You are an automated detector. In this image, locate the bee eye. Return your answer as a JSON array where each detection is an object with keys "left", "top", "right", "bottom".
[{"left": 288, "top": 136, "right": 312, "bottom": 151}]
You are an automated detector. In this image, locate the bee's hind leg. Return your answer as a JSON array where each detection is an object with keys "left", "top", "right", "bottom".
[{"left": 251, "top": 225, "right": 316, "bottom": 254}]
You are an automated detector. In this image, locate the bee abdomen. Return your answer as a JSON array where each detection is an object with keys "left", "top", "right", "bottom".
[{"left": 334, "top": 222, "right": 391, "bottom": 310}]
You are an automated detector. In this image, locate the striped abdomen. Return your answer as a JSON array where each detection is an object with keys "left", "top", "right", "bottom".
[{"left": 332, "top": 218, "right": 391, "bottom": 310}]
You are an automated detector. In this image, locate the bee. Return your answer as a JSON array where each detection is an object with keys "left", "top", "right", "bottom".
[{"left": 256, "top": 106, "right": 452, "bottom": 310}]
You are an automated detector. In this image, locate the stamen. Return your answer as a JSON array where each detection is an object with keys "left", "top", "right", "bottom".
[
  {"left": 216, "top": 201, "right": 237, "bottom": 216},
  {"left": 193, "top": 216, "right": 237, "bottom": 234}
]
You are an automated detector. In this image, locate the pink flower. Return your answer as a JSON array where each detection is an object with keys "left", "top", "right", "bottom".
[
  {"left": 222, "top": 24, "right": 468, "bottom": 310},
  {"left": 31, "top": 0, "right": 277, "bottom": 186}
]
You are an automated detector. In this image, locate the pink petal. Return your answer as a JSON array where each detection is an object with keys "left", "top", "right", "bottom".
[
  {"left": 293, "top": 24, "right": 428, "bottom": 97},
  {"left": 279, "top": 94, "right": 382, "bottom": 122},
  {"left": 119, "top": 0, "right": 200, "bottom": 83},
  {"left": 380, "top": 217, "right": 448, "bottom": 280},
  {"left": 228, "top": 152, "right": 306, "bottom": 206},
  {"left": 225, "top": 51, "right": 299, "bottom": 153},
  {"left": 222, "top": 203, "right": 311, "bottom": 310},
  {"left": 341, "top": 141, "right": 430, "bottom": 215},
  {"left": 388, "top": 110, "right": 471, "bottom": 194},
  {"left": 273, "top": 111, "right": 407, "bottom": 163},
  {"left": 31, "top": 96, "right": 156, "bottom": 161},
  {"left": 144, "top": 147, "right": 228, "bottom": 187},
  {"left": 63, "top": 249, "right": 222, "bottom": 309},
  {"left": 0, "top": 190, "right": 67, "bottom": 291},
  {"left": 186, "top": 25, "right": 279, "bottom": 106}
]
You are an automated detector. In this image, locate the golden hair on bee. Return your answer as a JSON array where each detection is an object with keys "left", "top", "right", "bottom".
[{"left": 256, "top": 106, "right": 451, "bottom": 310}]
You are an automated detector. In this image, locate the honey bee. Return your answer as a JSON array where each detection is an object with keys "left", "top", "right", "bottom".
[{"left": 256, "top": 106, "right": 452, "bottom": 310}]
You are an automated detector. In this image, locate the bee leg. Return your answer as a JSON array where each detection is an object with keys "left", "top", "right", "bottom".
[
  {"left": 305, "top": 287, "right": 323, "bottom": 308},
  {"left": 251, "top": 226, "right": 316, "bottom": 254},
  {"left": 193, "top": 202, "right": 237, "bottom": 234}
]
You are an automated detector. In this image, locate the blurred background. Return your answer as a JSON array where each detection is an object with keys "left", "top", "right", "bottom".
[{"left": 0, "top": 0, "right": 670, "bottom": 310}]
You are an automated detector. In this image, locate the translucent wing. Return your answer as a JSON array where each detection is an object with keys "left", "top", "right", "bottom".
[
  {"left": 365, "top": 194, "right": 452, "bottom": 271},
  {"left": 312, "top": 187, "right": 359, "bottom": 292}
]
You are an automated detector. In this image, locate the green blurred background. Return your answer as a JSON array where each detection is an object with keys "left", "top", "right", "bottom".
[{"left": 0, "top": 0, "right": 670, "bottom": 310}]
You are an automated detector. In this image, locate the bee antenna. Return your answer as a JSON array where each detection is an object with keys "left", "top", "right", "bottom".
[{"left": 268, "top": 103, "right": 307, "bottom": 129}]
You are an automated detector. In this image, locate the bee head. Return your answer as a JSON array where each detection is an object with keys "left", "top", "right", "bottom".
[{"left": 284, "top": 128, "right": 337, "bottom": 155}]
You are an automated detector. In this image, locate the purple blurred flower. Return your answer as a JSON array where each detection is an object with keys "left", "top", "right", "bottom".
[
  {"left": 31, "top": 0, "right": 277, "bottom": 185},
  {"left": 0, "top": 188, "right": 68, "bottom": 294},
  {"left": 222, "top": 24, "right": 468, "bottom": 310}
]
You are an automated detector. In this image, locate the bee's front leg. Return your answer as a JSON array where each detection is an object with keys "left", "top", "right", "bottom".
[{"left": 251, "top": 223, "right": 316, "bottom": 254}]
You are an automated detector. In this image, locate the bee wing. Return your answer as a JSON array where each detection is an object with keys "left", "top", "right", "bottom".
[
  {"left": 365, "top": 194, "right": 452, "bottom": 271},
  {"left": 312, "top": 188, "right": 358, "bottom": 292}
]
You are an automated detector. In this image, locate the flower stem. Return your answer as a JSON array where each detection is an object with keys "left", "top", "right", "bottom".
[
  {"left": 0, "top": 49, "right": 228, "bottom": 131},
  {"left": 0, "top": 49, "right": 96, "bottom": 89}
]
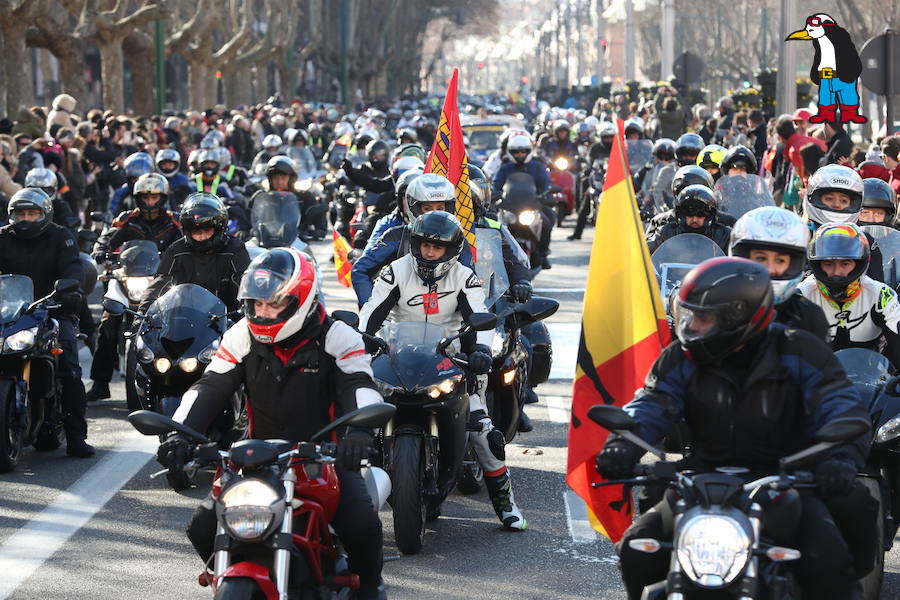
================
(WHAT IS EXPECTED) Report each line above that contains the string "hind". Case counts.

(PROBLEM SOLUTION)
You are an automated detector. In this image, locate the bee's hind leg. Return your answer as a JSON array where each detection is an object with keys "left", "top", "right", "bottom".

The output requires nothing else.